■ **Text shown**:
════════════════
It’s quite interesting, isn’t it? They’re ‘doing good’ while polluting the planet.

Illustration showing the history of Coca Cola bottles

Watch the video Uncovering Fact vs Fiction on Coke’s Iconic Bottle by The Story of Stuff Project, which alleges Coca-Cola’s advertising amounts to greenwashing.

Now we’re not saying to boycott Coca-Cola. This example highlights the importance of digging a little deeper. It is wise to be a bit suspicious of brands (especially large multinationals) as this allows you to be more critical and figure out for yourself what you’re willing to support (or not). All data should be seen in a wider context.

4. Check for environmental  accreditations

Self-reporting environmental data is one thing, but formally verified data is better. That’s where accreditations come in. They are industry-recognised verifications or certifications relating to a product, service or organisation. Accreditations may relate to environmental, social, safety, quality, procedural, country of origin or other attributes.

Getting accredited usually involves a rigorous verification process, which may include auditing, testing, reviewing documentation or other relevant checks and measures. There’s usually a cost involved for this. If successful, the company or brand earns the right to display the accreditation mark and use it in their marketing.

One thing to bear in mind is that small or micro businesses might not have the money or resources to get accredited. This does not mean they are not as sustainable as larger companies. It just means they can’t afford to prove it or display a label saying so!

Which accreditations matter?

Different industries have different accreditations and certifications, so read up on the industry and decide which certifications are most applicable and trustworthy. Some accreditations are international, while others apply in Australia only. Australian businesses that export to overseas markets should research accreditations for the countries they trade with.

Common (trustworthy) certifications include:

You can read about a couple of these below, and check out more here: A Guide to Sustainability Certifications. See also this comprehensive list of eco-labels in Australia.

Australian Certified Organic - ACO logo
Certified B Corp
Climate Active
Cradle-to-Cradle certified logo
Global Green Tag
Green Star
Oeko Tex
Made Safe
Rainforest Alliance

B Corp certification

If we had to nominate a favourite certification, this would be it! B-Corp certified organisations are for-profit businesses that pursue a ‘social good’. The certification measures their entire social and environmental impact.

B Corp certification covers a range of industries and businesses. It’s one of the most recognised ESG (environmental, social and governance) certifications. Businesses must go through an independent body to do a B Impact assessment, which evaluates impact across five areas: governance, community, environment, customers and workers.

Businesses must achieve at least 80 points out of a possible 250+. Although this sounds easily achievable, it’s quite a difficult process. The median score of Australian and New Zealand organisations completing this process is 50-55, and B Corps average a score of 96. This means there are many areas businesses can work on – they must be really switched on when it comes to their actions and impact.

Read more about B-Corps here:

The UN's 17 Sustainable Development Goals

UN Sustainable Development Goals

The 17 Sustainable Development Goals (SDGs) or ‘global goals’ as they’re otherwise known, were created by the United Nations to advance peace and prosperity for people and the planet. The goals themselves are quite broad, with specific targets and indicators under each.
════════════════
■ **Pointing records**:
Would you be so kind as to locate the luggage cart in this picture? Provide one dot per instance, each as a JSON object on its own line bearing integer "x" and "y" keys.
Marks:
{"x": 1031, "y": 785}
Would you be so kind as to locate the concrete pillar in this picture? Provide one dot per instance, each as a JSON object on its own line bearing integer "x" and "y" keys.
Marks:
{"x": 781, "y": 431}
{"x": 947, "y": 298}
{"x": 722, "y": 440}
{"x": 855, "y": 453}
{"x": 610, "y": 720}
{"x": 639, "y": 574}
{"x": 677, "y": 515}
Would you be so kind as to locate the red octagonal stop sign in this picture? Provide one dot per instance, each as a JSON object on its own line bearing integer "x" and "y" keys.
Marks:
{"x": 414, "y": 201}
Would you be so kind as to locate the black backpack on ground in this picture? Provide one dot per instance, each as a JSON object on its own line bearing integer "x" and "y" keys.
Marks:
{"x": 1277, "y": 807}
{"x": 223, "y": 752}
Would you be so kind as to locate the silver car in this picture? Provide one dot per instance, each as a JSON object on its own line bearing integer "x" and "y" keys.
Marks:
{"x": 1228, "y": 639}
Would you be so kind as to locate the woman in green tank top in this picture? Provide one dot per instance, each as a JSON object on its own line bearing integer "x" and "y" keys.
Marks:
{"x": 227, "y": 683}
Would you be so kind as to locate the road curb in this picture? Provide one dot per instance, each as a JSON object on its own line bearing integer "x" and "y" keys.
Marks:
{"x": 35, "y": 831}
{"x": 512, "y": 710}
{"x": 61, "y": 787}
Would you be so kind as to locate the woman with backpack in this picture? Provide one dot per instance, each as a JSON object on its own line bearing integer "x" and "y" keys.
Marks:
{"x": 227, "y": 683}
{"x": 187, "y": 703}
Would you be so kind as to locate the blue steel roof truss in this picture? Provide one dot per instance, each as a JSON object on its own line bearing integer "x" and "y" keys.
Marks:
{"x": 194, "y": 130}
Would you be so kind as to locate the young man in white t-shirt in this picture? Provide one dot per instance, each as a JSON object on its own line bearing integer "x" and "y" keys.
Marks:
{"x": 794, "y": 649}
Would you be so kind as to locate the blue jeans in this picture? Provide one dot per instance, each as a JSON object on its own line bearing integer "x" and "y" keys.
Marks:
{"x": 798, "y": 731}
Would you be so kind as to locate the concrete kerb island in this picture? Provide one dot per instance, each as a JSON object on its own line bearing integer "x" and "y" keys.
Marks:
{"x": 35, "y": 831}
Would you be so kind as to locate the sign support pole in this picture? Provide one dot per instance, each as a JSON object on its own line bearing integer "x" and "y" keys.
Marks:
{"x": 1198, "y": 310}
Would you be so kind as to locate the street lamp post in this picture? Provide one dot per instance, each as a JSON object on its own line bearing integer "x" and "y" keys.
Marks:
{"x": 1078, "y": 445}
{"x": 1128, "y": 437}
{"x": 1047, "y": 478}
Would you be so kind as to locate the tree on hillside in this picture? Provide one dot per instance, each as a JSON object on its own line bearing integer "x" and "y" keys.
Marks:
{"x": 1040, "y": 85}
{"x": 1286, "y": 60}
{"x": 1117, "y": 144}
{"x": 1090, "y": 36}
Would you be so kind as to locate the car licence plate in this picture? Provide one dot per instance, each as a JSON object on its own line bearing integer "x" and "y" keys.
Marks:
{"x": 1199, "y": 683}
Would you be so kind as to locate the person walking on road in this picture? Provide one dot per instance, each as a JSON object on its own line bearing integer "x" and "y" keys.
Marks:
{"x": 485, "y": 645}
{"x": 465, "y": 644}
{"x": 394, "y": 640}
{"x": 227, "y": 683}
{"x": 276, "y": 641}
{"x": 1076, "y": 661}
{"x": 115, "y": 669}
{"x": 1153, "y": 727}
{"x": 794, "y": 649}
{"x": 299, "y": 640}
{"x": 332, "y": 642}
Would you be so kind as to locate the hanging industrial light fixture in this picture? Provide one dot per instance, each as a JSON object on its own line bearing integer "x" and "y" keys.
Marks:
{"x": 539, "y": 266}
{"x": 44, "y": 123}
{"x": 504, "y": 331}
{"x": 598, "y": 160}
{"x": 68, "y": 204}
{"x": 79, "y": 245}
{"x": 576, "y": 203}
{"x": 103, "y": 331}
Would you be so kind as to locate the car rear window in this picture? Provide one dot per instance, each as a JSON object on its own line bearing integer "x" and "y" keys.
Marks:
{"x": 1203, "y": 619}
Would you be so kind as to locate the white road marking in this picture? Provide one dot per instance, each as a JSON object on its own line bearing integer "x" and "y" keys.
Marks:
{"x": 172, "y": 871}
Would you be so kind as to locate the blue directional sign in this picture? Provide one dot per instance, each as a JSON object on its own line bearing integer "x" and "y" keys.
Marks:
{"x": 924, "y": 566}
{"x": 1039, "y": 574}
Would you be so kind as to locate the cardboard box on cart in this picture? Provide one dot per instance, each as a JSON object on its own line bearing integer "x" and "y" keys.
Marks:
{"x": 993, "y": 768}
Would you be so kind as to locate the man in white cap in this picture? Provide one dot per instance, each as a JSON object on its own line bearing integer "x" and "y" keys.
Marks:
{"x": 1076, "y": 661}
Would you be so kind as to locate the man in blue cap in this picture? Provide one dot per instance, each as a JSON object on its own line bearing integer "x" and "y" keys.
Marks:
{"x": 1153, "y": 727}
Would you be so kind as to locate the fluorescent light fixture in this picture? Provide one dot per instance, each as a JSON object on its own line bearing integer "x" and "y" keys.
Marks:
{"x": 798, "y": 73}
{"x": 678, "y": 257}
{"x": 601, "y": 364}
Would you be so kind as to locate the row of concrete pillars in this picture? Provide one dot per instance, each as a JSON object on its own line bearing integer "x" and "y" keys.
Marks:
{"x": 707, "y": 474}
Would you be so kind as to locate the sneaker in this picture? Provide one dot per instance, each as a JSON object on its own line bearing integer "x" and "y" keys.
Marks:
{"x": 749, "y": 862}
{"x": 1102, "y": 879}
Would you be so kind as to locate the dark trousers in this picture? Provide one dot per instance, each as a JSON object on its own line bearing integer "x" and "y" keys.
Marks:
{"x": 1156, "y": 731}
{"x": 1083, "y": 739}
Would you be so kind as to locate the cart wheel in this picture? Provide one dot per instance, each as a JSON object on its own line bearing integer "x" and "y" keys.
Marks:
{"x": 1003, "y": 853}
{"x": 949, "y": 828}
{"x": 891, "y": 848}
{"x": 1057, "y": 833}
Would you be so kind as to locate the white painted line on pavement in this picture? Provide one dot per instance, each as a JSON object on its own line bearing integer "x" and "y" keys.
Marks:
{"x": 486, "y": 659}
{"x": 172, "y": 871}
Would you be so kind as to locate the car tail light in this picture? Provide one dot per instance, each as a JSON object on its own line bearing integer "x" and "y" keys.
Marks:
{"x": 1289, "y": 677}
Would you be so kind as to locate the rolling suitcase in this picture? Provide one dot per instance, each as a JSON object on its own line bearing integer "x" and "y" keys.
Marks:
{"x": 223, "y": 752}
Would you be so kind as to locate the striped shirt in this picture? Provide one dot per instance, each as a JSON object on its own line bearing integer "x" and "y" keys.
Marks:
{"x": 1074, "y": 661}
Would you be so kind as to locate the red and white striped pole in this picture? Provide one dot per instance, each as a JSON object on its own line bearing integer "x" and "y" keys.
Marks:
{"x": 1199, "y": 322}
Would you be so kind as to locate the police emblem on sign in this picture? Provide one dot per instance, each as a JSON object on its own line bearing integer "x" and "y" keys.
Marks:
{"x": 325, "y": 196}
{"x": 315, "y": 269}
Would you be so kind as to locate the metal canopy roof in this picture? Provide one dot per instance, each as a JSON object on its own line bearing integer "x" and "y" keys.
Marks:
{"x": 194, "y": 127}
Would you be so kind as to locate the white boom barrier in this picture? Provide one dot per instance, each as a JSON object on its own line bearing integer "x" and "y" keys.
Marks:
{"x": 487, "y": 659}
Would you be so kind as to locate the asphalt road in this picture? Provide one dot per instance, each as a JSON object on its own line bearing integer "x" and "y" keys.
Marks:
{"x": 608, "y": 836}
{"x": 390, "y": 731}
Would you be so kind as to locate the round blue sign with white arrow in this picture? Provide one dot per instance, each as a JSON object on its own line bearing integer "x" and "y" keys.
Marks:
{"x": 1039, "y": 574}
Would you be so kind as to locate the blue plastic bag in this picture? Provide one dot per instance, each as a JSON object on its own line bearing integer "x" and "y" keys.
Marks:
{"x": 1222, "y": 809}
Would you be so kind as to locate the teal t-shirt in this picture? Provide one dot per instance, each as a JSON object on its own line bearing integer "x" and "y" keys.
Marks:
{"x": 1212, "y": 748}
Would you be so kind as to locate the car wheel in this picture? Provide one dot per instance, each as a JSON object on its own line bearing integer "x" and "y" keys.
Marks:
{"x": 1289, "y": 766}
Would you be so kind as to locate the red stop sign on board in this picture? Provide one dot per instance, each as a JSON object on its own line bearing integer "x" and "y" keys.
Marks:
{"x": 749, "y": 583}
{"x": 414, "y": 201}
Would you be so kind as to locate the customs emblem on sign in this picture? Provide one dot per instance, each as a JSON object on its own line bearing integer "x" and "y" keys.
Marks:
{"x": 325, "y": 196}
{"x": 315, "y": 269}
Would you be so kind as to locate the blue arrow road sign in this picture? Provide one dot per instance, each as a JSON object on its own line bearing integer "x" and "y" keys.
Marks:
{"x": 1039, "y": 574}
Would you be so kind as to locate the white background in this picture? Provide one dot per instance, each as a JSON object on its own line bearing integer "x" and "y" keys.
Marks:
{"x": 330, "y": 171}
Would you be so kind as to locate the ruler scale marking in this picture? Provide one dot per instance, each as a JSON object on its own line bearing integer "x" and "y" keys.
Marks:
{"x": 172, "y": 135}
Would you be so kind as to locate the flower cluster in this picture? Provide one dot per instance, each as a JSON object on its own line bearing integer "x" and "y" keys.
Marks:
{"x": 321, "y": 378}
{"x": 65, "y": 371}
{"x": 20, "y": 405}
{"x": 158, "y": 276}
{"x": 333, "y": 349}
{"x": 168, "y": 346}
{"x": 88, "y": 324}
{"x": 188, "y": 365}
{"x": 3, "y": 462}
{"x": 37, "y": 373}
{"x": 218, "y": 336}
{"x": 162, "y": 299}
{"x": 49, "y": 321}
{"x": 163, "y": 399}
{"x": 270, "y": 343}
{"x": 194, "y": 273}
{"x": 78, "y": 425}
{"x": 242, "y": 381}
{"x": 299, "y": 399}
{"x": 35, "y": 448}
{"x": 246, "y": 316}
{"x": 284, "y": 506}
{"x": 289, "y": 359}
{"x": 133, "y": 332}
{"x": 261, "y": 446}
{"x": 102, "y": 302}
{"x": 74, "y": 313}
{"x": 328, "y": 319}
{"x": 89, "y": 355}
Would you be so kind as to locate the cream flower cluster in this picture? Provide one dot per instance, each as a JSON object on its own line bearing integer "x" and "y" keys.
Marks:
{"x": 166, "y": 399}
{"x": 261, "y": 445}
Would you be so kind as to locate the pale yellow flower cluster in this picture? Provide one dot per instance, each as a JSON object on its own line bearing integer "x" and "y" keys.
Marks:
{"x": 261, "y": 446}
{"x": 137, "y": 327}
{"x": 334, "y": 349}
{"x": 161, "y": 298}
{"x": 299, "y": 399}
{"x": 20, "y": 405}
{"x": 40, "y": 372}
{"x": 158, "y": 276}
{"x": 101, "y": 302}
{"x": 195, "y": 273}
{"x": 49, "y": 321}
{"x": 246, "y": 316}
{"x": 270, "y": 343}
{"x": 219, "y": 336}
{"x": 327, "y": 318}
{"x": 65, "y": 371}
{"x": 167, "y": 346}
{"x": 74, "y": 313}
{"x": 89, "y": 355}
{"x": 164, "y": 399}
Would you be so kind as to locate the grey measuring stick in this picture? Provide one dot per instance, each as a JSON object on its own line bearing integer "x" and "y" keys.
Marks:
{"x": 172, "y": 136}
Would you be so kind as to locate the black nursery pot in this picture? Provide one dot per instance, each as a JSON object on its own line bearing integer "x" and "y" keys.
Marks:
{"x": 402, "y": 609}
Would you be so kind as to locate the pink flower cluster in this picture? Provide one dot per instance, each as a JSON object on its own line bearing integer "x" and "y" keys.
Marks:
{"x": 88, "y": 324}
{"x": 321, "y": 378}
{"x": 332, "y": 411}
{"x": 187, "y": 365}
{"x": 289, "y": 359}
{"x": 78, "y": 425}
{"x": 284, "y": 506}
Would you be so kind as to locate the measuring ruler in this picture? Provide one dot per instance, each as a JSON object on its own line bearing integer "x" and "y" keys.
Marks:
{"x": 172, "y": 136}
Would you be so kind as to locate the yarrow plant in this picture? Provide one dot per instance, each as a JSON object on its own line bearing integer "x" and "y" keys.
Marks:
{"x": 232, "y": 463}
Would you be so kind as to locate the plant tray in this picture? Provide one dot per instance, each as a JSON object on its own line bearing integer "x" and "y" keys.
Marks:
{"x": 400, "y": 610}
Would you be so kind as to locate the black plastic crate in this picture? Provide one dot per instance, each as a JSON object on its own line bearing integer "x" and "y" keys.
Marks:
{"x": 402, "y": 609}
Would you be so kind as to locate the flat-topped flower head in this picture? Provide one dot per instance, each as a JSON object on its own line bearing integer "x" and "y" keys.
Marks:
════════════════
■ **Problems and tasks**:
(a) Write out the passage of the certifications text starting with "You can read" and going on through "eco-labels in Australia.".
(b) Name the five areas that the certifications text says a B Impact assessment evaluates.

■ **The responses**:
(a)
You can read about a couple of these below, and check out more here: A Guide to Sustainability Certifications. See also this comprehensive list of eco-labels in Australia.

(b) Governance, community, environment, customers, workers